Problem statement:
State how many lines of the data below contain the string "lawn", matching case exactly. Reply with the number alone.

★ ★ ★

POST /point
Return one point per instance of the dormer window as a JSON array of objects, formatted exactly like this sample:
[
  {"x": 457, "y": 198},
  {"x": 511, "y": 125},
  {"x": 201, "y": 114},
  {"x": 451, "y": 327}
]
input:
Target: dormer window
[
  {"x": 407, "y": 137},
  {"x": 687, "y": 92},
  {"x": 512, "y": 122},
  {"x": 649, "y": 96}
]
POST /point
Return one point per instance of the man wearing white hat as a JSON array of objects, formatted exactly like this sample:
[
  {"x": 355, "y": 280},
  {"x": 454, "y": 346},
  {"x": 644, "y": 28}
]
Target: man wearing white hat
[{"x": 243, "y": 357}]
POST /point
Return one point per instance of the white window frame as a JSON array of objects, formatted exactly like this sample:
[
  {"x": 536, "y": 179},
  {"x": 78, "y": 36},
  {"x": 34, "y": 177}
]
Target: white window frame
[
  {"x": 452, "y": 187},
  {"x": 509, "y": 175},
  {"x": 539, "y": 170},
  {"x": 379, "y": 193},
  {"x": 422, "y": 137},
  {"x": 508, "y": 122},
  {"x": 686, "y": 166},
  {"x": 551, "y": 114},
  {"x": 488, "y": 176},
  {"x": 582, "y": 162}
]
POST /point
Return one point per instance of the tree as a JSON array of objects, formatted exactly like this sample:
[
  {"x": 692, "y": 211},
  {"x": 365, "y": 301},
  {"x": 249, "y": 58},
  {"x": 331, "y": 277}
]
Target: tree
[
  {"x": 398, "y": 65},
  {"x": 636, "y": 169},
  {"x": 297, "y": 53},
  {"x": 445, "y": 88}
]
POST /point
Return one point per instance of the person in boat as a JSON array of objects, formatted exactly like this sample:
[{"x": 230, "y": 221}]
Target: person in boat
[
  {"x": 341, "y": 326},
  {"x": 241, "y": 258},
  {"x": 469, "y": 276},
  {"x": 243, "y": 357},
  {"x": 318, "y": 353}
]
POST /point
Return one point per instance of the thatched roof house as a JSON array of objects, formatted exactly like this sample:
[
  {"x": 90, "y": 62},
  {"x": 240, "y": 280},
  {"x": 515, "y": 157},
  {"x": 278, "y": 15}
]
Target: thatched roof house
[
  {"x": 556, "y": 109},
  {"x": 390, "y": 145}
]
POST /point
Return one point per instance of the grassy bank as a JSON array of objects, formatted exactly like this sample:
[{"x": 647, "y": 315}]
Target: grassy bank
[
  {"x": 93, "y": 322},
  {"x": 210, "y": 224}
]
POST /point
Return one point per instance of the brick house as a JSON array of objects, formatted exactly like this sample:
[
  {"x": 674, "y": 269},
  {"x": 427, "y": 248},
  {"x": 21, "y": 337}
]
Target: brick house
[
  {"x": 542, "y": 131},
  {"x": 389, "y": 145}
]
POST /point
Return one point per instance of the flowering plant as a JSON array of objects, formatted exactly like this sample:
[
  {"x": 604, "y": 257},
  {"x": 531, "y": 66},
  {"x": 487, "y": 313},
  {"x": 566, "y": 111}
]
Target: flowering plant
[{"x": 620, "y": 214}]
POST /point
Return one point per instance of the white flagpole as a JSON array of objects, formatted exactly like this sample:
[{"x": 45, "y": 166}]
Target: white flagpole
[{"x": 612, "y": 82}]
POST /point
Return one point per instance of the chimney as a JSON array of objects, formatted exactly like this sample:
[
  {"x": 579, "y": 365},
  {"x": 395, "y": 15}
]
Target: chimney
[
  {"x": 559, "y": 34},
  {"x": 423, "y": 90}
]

★ ★ ★

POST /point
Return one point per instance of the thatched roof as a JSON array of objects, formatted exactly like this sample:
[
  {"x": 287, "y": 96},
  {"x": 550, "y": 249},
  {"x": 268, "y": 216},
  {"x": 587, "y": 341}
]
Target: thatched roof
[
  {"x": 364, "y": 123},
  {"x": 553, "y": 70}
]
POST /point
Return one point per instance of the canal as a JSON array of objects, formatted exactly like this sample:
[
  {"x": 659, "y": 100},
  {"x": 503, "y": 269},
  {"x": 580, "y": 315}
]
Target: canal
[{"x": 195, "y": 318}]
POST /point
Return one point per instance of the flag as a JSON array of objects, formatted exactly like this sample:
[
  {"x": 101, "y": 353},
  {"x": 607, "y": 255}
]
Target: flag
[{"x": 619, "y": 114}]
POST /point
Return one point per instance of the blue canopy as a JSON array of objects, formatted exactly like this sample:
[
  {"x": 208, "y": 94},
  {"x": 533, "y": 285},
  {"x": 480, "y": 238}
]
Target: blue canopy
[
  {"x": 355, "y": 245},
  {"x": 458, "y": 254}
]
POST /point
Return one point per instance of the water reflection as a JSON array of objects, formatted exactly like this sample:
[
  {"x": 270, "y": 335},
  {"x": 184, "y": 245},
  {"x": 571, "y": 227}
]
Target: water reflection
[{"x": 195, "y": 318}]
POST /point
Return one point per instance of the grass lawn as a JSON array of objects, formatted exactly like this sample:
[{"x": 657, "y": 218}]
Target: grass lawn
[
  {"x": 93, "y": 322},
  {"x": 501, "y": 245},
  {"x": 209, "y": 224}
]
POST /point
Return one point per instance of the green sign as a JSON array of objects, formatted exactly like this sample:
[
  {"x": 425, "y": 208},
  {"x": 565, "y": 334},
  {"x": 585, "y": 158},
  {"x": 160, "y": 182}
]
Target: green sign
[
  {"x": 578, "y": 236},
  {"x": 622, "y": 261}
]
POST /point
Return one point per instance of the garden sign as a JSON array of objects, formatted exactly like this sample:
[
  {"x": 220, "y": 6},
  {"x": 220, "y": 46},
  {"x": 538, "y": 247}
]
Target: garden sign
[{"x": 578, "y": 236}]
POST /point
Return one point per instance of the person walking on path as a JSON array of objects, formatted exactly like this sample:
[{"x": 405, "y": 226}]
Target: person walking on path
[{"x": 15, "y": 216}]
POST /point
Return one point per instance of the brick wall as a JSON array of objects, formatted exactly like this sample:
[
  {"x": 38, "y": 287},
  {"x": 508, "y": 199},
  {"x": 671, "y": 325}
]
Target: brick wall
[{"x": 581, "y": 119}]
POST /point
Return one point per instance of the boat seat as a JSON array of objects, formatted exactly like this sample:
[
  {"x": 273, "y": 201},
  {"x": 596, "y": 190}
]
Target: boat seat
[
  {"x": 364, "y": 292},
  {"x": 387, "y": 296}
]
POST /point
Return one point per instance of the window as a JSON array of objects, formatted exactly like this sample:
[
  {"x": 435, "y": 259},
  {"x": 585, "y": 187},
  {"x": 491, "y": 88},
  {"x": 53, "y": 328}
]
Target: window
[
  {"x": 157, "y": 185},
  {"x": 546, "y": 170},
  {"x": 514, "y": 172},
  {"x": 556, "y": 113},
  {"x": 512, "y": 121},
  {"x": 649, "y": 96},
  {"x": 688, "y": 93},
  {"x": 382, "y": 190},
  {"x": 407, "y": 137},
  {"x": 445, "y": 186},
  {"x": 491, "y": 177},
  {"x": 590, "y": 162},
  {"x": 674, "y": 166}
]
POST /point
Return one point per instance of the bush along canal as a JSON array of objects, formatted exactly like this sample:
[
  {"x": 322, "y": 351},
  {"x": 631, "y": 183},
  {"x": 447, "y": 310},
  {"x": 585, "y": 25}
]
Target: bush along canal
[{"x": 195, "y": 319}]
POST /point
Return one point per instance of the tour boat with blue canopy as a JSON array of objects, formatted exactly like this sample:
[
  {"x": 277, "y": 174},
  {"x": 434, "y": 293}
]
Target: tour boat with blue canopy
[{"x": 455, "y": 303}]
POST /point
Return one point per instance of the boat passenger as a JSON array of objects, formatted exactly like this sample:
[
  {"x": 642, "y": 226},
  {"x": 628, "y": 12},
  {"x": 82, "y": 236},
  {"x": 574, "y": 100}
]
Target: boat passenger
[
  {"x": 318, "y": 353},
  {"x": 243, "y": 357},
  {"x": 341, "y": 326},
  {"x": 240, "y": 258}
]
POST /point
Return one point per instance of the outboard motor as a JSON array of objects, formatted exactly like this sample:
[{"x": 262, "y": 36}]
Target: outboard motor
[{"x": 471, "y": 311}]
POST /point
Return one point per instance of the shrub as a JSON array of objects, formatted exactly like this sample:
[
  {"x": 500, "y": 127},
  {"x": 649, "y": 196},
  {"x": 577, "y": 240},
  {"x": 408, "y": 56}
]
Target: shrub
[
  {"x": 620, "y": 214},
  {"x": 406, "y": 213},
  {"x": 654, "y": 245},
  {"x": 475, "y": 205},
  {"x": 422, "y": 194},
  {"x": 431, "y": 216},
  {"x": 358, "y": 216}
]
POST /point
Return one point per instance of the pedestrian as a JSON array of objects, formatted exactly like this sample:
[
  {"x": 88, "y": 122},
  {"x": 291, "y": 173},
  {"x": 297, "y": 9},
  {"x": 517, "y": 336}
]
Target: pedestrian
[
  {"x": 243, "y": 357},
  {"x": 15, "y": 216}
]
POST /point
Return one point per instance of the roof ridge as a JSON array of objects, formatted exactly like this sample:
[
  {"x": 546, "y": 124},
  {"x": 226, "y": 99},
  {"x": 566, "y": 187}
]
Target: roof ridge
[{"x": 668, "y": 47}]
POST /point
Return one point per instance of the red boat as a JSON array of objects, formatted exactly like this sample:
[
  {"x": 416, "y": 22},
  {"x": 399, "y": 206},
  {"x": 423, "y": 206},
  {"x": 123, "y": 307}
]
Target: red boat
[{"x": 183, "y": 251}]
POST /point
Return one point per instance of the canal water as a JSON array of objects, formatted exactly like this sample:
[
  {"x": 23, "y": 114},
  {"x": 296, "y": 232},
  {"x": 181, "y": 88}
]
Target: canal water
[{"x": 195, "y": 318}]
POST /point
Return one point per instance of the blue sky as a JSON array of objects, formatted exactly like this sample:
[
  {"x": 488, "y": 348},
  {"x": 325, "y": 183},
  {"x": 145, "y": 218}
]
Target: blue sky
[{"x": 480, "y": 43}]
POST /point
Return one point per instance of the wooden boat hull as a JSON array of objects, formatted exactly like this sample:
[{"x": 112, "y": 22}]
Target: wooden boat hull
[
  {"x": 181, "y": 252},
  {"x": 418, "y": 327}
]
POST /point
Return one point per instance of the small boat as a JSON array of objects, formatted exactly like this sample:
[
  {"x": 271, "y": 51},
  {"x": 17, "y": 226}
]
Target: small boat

★ ★ ★

Answer in full:
2